#### Available records:
-- start --
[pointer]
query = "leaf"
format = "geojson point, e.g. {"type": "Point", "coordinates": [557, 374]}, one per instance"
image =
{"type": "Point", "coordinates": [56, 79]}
-- end --
#### Exercise:
Reproduce all of the lines above in full, requests included, adding 67 to each coordinate in the answer points while leaving the sample coordinates within the requests as they are.

#### Expected answer:
[pointer]
query = "leaf"
format = "geojson point, e.g. {"type": "Point", "coordinates": [557, 374]}, one per instance"
image =
{"type": "Point", "coordinates": [123, 146]}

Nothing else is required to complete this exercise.